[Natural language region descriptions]

□ □ □ □

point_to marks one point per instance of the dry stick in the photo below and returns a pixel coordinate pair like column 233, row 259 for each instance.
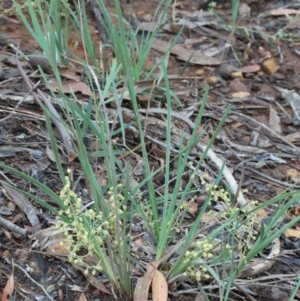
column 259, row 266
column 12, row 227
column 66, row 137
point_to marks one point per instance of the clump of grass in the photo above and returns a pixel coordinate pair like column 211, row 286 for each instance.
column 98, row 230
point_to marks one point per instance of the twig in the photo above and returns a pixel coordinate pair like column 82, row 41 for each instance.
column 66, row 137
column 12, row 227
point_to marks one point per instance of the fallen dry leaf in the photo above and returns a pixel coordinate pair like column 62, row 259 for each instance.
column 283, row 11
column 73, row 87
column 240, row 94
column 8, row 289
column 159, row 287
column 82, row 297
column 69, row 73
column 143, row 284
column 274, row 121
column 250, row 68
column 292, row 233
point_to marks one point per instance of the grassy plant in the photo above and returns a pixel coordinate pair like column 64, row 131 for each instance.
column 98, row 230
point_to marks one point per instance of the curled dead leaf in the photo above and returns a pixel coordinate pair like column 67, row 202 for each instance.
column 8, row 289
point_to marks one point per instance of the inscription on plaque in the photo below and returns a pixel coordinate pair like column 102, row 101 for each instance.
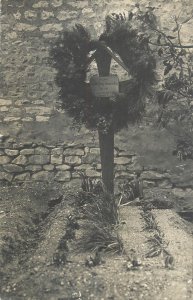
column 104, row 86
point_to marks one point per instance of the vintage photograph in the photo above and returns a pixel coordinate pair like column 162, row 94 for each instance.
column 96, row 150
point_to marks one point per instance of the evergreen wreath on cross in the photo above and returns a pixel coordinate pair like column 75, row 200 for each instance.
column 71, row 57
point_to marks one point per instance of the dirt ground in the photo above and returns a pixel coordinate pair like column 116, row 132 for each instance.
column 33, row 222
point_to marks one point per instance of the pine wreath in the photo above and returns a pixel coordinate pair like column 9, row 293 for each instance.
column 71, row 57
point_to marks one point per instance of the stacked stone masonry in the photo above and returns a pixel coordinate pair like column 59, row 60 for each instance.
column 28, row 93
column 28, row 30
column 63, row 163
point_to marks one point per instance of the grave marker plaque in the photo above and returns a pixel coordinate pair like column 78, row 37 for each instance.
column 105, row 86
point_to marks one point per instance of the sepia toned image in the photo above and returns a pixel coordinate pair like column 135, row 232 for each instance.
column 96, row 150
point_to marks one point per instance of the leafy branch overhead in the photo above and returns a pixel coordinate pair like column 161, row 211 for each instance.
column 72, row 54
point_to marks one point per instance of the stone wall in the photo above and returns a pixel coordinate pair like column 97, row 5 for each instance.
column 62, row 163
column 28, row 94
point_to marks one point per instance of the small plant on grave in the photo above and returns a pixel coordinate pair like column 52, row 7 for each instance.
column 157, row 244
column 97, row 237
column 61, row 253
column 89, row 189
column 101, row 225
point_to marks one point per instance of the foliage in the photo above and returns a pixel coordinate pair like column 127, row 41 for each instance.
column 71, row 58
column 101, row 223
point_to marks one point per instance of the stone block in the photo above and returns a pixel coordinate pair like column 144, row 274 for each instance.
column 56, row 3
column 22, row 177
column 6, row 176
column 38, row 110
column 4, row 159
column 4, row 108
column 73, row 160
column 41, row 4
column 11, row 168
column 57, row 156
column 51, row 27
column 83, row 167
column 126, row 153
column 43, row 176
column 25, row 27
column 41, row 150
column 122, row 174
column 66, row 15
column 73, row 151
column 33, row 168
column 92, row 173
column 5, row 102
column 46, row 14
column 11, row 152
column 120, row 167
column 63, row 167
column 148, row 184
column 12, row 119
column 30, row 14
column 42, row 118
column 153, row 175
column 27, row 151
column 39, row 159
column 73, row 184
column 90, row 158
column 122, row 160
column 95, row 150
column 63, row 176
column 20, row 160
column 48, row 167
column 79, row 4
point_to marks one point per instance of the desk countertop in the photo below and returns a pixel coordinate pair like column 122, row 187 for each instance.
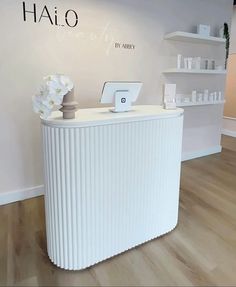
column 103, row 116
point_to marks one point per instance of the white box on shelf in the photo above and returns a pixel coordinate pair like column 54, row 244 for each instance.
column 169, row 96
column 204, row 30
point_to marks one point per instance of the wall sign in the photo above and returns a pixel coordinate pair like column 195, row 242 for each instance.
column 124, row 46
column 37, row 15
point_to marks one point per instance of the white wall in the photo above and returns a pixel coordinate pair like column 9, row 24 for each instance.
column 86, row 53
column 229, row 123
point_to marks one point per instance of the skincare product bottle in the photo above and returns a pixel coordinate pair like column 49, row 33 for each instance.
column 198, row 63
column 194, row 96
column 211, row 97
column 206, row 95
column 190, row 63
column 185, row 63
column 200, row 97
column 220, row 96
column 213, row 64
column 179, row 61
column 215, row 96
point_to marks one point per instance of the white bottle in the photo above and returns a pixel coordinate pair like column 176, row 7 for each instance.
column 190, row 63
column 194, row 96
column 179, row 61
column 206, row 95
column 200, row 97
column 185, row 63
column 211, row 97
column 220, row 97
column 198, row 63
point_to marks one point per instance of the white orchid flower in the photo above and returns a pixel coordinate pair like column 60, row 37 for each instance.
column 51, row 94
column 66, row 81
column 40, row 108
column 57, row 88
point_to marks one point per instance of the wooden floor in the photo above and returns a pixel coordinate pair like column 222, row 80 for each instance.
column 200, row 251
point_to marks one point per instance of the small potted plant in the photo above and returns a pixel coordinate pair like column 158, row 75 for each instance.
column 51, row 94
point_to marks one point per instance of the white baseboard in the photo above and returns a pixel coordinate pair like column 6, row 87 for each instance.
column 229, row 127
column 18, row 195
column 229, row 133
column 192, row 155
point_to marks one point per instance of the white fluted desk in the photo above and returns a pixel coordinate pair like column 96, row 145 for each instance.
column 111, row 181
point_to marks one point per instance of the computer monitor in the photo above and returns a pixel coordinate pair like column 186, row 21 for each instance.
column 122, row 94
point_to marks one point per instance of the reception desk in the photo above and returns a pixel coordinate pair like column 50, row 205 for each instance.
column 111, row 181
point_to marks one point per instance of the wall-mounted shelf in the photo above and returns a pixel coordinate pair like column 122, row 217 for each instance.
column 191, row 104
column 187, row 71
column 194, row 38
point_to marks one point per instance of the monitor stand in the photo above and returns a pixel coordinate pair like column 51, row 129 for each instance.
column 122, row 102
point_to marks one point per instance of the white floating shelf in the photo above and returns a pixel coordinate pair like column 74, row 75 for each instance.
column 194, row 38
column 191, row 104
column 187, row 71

□ □ □ □

▶ _Your objective_:
Please give every line above again word for word, apart from the pictures.

▶ _Result for this task_:
point_to marks one point per instance of the dry stick in the photo below and returns a pixel coordinate pair like column 233, row 259 for each instance.
column 259, row 266
column 12, row 227
column 66, row 137
point_to marks one point per instance of the clump of grass in the photo above and returns a pixel coordinate pair like column 211, row 286 for each instance.
column 98, row 230
point_to marks one point per instance of the twig in the photo above and returns a pixel coordinate pair like column 82, row 41 for each instance.
column 66, row 137
column 12, row 227
point_to marks one point per instance of the fallen dry leaf in the photo above and returns a pixel coordinate pair like column 62, row 259 for each instance.
column 283, row 11
column 73, row 87
column 240, row 94
column 8, row 289
column 159, row 287
column 82, row 297
column 69, row 73
column 143, row 284
column 274, row 121
column 250, row 68
column 292, row 233
point_to marks one point per instance of the grassy plant in the photo above and returns a pixel coordinate pair like column 64, row 131 for each instance.
column 98, row 230
point_to marks one point per instance of the curled dead leaf in the photo above and returns a pixel coordinate pair like column 67, row 202 for each instance.
column 8, row 289
point_to marks one point per instance of the inscription on plaque in the photo below and returns a pixel coordinate pair like column 102, row 101 for each instance.
column 104, row 86
point_to marks one point per instance of the vintage photograph in the photo above and returns a pixel coordinate pair like column 162, row 94 for each instance.
column 96, row 150
point_to marks one point per instance of the evergreen wreath on cross in the photo above and returns a pixel coordinate pair like column 75, row 200 for each instance.
column 71, row 57
point_to marks one point per instance of the dirt ground in the photo above and returns a pixel coordinate pair like column 116, row 132 for each instance.
column 33, row 222
point_to marks one point per instance of the pine wreath in the photo above and returns a pixel coordinate pair like column 9, row 293 for each instance.
column 71, row 57
point_to marks one point per instance of the stacked stone masonry in the photo above and returns a pixel coordinate pair like column 59, row 60 for each instance.
column 28, row 93
column 28, row 30
column 63, row 163
point_to marks one point per instance of the grave marker plaque in the photo above and returns a pixel coordinate pair like column 78, row 37 for each instance.
column 105, row 86
point_to marks one point per instance of the sepia toned image in the photo above and returns a pixel coordinate pair like column 135, row 232 for each instance.
column 96, row 150
point_to marks one point per instance of the leafy branch overhead in the photo above and returns a pixel coordinate pair like column 161, row 211 for each instance.
column 72, row 54
point_to marks one point per instance of the stone wall in the photo above and returns a pixel coordinate pair like column 97, row 5 for each instance.
column 62, row 163
column 28, row 94
point_to marks one point per instance of the small plant on grave in the photo above and returns a pixel coordinate pair like column 52, row 7 for each instance.
column 157, row 244
column 97, row 237
column 61, row 253
column 89, row 189
column 101, row 225
point_to marks one point per instance of the foliage in the photo above and returns a pixel coordinate pair like column 127, row 41 for each instance.
column 71, row 58
column 101, row 223
point_to marks one point per instance of the stone block in the photo above and returns a pixel coordinate pair like column 144, row 274 for each instance.
column 56, row 3
column 22, row 177
column 6, row 176
column 38, row 110
column 4, row 159
column 4, row 108
column 73, row 160
column 41, row 4
column 11, row 168
column 57, row 156
column 51, row 27
column 83, row 167
column 126, row 153
column 43, row 176
column 25, row 27
column 41, row 150
column 122, row 174
column 66, row 15
column 73, row 151
column 33, row 168
column 92, row 173
column 5, row 102
column 46, row 14
column 11, row 152
column 120, row 167
column 63, row 167
column 148, row 184
column 12, row 119
column 30, row 14
column 42, row 118
column 153, row 175
column 27, row 151
column 39, row 159
column 73, row 184
column 90, row 158
column 122, row 160
column 95, row 150
column 63, row 176
column 20, row 160
column 48, row 167
column 79, row 4
point_to marks one point per instance of the desk countertop in the photo below and returns a pixel coordinate pair like column 122, row 187 for each instance.
column 103, row 116
point_to marks one point per instance of the white box on shelf in the photo above and returns a pixel coordinate pair like column 54, row 244 for each instance.
column 169, row 96
column 204, row 30
point_to marks one point per instance of the wall sign in the photo above and returns a pixel coordinate pair like column 195, row 242 for each instance.
column 124, row 46
column 37, row 15
point_to marks one point per instance of the white wall in the photo above and returns a pixel coordinate pair like column 9, row 24 for each instance.
column 86, row 53
column 229, row 123
point_to marks one point per instance of the skincare product bottle in the photo above and returns a pixel coordinate pair like column 49, row 33 for each instance.
column 198, row 63
column 194, row 96
column 211, row 97
column 206, row 95
column 190, row 63
column 185, row 63
column 200, row 97
column 220, row 96
column 213, row 64
column 179, row 61
column 215, row 96
point_to marks one point per instance of the white bottle in the photo above and returns a pixel coordinate pair like column 176, row 7 for each instance.
column 190, row 63
column 194, row 96
column 179, row 61
column 206, row 95
column 200, row 97
column 185, row 63
column 211, row 97
column 220, row 97
column 198, row 63
point_to marks one point per instance of the white orchid flower in the photo above and returns a pixel coordinate pair like column 60, row 37 for each instance.
column 51, row 94
column 66, row 81
column 40, row 108
column 57, row 88
point_to marks one point per instance of the wooden floor in the photo above and returns a pixel coordinate pair like column 222, row 80 for each instance.
column 200, row 251
point_to marks one point per instance of the small potted plant in the photo above and returns a pixel coordinate pair like column 158, row 75 for each instance.
column 51, row 94
point_to marks one point per instance of the white baseboard in the photo above and returns a pixel coordinate pair like column 6, row 87 for each instance.
column 229, row 127
column 18, row 195
column 229, row 133
column 192, row 155
point_to marks one point per instance of the white fluted desk in the photo above and returns a pixel coordinate pair like column 96, row 145 for each instance.
column 111, row 181
point_to marks one point per instance of the computer monitor in the photo above and returns a pixel coordinate pair like column 186, row 21 for each instance.
column 122, row 94
point_to marks one point per instance of the reception desk in the photo above and returns a pixel coordinate pair like column 50, row 205 for each instance.
column 111, row 181
point_to marks one point per instance of the wall-mounted shelf in the photo above and returns a pixel coordinate pair like column 122, row 217 for each instance.
column 191, row 104
column 187, row 71
column 194, row 38
point_to marks one point per instance of the monitor stand in the photo above and returns a pixel coordinate pair like column 51, row 129 for each instance.
column 122, row 102
point_to marks one point per instance of the white floating shelf in the photo above and returns a pixel coordinate pair like column 74, row 75 for each instance.
column 194, row 38
column 191, row 104
column 187, row 71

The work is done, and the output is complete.